◆ ABOUT THIS TASK
Each line of the data should be repeated precisely.

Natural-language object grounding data
+ + + +

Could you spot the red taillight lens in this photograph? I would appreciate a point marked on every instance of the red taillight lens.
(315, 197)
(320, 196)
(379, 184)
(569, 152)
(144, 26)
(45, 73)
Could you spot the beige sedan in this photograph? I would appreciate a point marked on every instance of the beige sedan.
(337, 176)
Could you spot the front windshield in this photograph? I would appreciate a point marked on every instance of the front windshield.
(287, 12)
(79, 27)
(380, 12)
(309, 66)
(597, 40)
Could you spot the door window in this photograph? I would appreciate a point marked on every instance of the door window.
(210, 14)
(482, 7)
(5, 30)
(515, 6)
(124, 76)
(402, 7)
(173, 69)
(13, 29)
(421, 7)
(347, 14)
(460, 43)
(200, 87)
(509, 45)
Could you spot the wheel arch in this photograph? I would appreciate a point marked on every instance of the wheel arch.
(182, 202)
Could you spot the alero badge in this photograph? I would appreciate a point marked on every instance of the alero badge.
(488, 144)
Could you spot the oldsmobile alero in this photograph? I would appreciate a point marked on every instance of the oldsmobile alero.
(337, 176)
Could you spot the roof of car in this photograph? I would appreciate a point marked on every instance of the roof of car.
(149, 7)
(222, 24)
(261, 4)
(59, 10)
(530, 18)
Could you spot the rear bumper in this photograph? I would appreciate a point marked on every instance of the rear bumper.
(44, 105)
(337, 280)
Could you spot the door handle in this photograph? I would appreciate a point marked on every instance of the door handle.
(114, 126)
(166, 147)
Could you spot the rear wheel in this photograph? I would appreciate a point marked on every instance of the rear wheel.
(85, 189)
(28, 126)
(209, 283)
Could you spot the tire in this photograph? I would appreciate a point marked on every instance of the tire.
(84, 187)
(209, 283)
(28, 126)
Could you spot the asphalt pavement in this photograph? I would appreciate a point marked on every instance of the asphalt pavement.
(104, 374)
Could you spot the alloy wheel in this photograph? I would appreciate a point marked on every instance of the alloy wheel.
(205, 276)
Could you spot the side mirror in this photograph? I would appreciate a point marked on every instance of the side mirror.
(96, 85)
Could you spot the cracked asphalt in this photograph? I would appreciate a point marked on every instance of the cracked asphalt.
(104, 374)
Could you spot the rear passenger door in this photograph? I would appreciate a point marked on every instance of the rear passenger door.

+ + + +

◆ SOLUTION BELOW
Could you spot the red taillight lens in this photograph? I would appreciate a point marked on every instance of the red taillight lens.
(315, 197)
(320, 196)
(379, 184)
(569, 152)
(144, 26)
(45, 73)
Could you spot the beige sedan in this photograph? I would appreciate a point marked on every instance of the beige sedan.
(337, 176)
Could you spot the front windshield in this photograph? I would appreciate a point marked on every instance of the front windshield.
(287, 12)
(79, 27)
(380, 12)
(309, 66)
(597, 40)
Could you spot the door window in this photograph? I would appreciate a point marked on every instance of the door window.
(210, 14)
(482, 7)
(5, 30)
(515, 6)
(124, 76)
(402, 7)
(173, 69)
(13, 29)
(421, 7)
(347, 14)
(460, 43)
(200, 87)
(509, 45)
Could you spot the wheel arch in this photograph? I would appreciate a point marked on every instance of the wheel arch.
(182, 202)
Could you spot the alero badge in this photograph? I would appreciate a point marked on every instance of the alero badge.
(488, 144)
Could you spot the oldsmobile alero in this photograph? I would appreciate a point marked on every instance of the oldsmobile alero.
(337, 176)
Could you spot the roof of car in this photograph? I would appreciate a point marked on every instance of the roof of car.
(149, 7)
(222, 24)
(261, 4)
(59, 10)
(530, 18)
Could you spot the rear bumper in this photograph? I would appreciate a point marked on every instance of the rear bumper.
(44, 105)
(337, 280)
Could you spot the door handle in this photograph? I would appreciate a point marked on every instance of the door handle.
(114, 126)
(166, 147)
Could you spot the rear wheel in this photograph? I would appreciate a point marked on every instance of the rear wheel.
(85, 189)
(28, 126)
(209, 283)
Could you spot the tire in this photograph? I would appreciate a point marked on every instance of the tire.
(84, 187)
(209, 283)
(28, 126)
Could you spot the asphalt pavement in this photograph? I would appreciate a point marked on every instance of the asphalt pavement.
(104, 374)
Could you spot the alloy wheel in this photograph? I would appreciate a point marked on every instance of the alloy wheel.
(205, 276)
Could you spot the side mirror in this photograph? I would appreciate a point marked on every instance of the side mirror.
(96, 85)
Could you spot the cracked asphalt in this photograph? I would appreciate a point marked on every instance of the cracked asphalt.
(104, 374)
Could you spot the rear passenger door in this photograph? I would appreciate a point marked on every instance of the rear passenger door.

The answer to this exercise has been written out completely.